(Stored items)
▼

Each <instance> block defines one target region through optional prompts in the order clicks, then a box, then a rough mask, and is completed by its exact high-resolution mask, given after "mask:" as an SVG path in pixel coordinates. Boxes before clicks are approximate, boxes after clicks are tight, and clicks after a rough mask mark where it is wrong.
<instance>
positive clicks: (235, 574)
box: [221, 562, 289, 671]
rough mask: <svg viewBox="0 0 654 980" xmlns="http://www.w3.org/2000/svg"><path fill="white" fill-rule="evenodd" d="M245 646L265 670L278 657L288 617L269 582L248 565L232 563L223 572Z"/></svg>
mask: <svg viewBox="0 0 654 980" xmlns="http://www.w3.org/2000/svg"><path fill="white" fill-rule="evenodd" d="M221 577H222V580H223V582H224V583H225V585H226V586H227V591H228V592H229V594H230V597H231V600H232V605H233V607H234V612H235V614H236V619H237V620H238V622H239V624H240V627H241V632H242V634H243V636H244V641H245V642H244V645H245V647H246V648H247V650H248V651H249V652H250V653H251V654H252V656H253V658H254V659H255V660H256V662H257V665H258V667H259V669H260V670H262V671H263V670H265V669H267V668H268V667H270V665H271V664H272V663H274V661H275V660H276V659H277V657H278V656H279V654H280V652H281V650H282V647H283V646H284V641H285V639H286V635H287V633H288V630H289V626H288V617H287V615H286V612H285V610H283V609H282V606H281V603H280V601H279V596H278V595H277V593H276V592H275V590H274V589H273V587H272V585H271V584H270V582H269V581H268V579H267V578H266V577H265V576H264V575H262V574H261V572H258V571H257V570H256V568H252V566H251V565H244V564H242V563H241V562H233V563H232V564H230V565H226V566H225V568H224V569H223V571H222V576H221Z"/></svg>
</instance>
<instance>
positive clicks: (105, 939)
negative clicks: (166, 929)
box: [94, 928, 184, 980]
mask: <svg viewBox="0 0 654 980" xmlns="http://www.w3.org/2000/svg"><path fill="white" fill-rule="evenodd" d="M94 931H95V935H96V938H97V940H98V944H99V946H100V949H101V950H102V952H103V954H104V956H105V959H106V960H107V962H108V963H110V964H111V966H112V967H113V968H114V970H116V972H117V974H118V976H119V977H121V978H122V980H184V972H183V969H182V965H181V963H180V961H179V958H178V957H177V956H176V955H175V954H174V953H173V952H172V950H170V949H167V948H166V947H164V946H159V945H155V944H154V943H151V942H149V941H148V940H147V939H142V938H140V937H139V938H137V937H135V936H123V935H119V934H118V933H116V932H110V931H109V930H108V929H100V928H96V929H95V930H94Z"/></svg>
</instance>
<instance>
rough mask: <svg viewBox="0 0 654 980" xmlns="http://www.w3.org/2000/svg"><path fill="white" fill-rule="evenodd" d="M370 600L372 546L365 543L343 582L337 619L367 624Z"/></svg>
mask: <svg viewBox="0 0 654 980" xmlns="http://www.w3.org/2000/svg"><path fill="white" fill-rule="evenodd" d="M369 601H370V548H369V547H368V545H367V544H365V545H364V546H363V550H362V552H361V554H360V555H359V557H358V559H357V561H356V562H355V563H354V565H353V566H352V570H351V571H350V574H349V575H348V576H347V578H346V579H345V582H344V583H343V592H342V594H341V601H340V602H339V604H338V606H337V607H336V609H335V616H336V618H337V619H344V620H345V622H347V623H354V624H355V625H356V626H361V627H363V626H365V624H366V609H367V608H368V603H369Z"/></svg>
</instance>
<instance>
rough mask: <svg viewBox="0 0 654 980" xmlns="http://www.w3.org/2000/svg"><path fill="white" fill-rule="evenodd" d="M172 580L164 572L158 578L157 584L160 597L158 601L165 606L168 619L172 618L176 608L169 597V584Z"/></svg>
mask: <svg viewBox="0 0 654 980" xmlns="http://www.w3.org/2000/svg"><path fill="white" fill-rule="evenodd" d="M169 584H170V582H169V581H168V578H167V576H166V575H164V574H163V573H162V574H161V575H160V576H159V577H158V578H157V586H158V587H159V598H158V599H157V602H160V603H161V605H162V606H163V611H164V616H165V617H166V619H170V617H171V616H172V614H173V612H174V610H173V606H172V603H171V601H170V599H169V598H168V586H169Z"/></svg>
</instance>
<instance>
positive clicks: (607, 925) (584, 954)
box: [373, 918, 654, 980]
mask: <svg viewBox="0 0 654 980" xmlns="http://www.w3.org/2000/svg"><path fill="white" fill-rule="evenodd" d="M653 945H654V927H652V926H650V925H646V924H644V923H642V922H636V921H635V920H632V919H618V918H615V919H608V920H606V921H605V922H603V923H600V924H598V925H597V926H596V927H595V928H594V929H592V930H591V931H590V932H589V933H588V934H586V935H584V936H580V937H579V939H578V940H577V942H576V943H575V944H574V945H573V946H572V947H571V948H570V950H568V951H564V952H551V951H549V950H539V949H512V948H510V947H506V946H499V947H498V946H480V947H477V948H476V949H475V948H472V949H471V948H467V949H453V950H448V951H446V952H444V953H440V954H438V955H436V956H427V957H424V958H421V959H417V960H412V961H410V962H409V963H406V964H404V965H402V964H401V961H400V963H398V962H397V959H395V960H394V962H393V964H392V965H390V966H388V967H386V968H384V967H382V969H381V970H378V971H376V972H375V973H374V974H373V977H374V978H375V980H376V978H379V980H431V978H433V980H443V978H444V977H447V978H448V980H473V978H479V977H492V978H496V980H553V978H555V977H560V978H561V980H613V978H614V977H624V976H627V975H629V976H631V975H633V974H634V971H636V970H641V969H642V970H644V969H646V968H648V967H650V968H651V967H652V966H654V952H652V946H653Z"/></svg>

▲

* To do
Each line of the data is to be retyped exactly.

* Written answer
Each <instance> block defines one target region through optional prompts in the order clicks, then a box, then a rough mask, and is completed by its exact high-resolution mask, given after "mask:" as an SVG path in pixel coordinates. Boxes before clicks are approximate, boxes after clicks are tight, and clicks after a rough mask mark where it is wrong.
<instance>
positive clicks: (235, 574)
box: [221, 562, 289, 671]
rough mask: <svg viewBox="0 0 654 980" xmlns="http://www.w3.org/2000/svg"><path fill="white" fill-rule="evenodd" d="M245 646L265 670L278 657L288 617L269 582L248 565L232 563L223 572Z"/></svg>
mask: <svg viewBox="0 0 654 980" xmlns="http://www.w3.org/2000/svg"><path fill="white" fill-rule="evenodd" d="M221 577H222V580H223V582H224V583H225V585H226V586H227V591H228V592H229V594H230V597H231V600H232V605H233V607H234V612H235V614H236V619H237V620H238V622H239V624H240V627H241V632H242V634H243V636H244V641H245V642H244V645H245V647H246V648H247V650H248V651H249V652H250V653H251V654H252V656H253V658H254V659H255V660H256V662H257V665H258V667H259V669H260V670H262V671H263V670H265V669H267V668H268V667H270V665H271V664H272V663H274V661H275V660H276V659H277V657H278V656H279V654H280V652H281V650H282V647H283V646H284V641H285V639H286V635H287V633H288V630H289V626H288V617H287V615H286V612H285V610H283V609H282V606H281V603H280V601H279V596H278V595H277V593H276V592H275V590H274V589H273V587H272V585H271V584H270V582H269V581H268V579H267V578H266V577H265V576H264V575H262V574H261V572H258V571H257V570H256V568H252V566H251V565H244V564H242V563H241V562H233V563H232V564H230V565H226V566H225V568H224V569H223V571H222V576H221Z"/></svg>
</instance>
<instance>
positive clicks: (105, 939)
negative clicks: (166, 929)
box: [94, 928, 184, 980]
mask: <svg viewBox="0 0 654 980" xmlns="http://www.w3.org/2000/svg"><path fill="white" fill-rule="evenodd" d="M94 931H95V935H96V938H97V940H98V944H99V946H100V949H101V950H102V952H103V954H104V956H105V959H106V960H107V962H108V963H110V964H111V966H112V967H113V968H114V970H116V972H117V974H118V976H119V977H121V978H122V980H184V972H183V969H182V965H181V963H180V961H179V958H178V957H177V956H176V955H175V954H174V953H173V952H172V950H170V949H167V948H166V947H164V946H159V945H155V944H154V943H151V942H149V941H148V940H147V939H142V938H140V937H139V938H137V937H135V936H123V935H119V934H118V933H116V932H110V931H109V930H108V929H100V928H96V929H95V930H94Z"/></svg>
</instance>
<instance>
rough mask: <svg viewBox="0 0 654 980" xmlns="http://www.w3.org/2000/svg"><path fill="white" fill-rule="evenodd" d="M370 600L372 546L365 543L343 582L337 619L367 624Z"/></svg>
mask: <svg viewBox="0 0 654 980" xmlns="http://www.w3.org/2000/svg"><path fill="white" fill-rule="evenodd" d="M369 601H370V548H369V547H368V545H367V544H365V545H364V546H363V550H362V552H361V554H360V555H359V557H358V559H357V561H356V562H355V563H354V565H353V566H352V570H351V571H350V574H349V575H348V576H347V578H346V579H345V582H344V583H343V592H342V594H341V601H340V602H339V604H338V606H337V607H336V609H335V616H336V618H337V619H344V620H345V622H347V623H354V624H355V625H356V626H361V627H363V626H365V624H366V609H367V608H368V603H369Z"/></svg>
</instance>
<instance>
rough mask: <svg viewBox="0 0 654 980" xmlns="http://www.w3.org/2000/svg"><path fill="white" fill-rule="evenodd" d="M172 580L164 572L158 578L157 584L160 597L158 601L165 606L168 619L172 618L176 608L169 597V584Z"/></svg>
mask: <svg viewBox="0 0 654 980" xmlns="http://www.w3.org/2000/svg"><path fill="white" fill-rule="evenodd" d="M169 584H170V582H169V581H168V578H167V576H166V575H164V574H163V573H162V574H161V575H160V576H159V577H158V578H157V586H158V587H159V598H158V599H157V602H160V603H161V605H162V606H163V611H164V616H165V617H166V619H170V617H171V616H172V614H173V612H174V610H173V606H172V603H171V601H170V599H169V598H168V586H169Z"/></svg>
</instance>
<instance>
positive clicks: (607, 925) (584, 954)
box: [373, 918, 654, 980]
mask: <svg viewBox="0 0 654 980" xmlns="http://www.w3.org/2000/svg"><path fill="white" fill-rule="evenodd" d="M653 945H654V927H652V926H650V925H646V924H644V923H642V922H636V921H635V920H632V919H618V918H615V919H608V920H606V921H605V922H603V923H600V924H598V925H597V926H596V927H595V928H594V929H592V930H591V931H590V932H589V933H588V934H586V935H584V936H580V937H579V939H578V940H577V942H576V943H575V944H574V945H573V946H572V947H571V948H570V950H568V951H564V952H551V951H549V950H539V949H512V948H510V947H506V946H499V947H498V946H480V947H477V948H476V949H475V948H472V949H471V948H467V949H453V950H448V951H446V952H444V953H440V954H438V955H436V956H427V957H424V958H421V959H417V960H412V961H410V962H409V963H406V964H404V965H402V964H401V961H400V963H398V962H397V959H395V960H394V962H393V964H392V965H390V966H388V967H386V968H384V967H382V969H381V970H378V971H376V972H375V973H374V974H373V977H374V978H375V980H376V978H379V980H431V978H433V980H443V978H444V977H447V978H448V980H473V978H479V977H492V978H496V980H553V978H555V977H560V978H561V980H613V978H614V977H624V976H627V975H629V976H631V975H633V974H634V971H636V970H641V969H642V970H644V969H646V968H648V967H650V968H651V967H652V966H654V952H652V946H653Z"/></svg>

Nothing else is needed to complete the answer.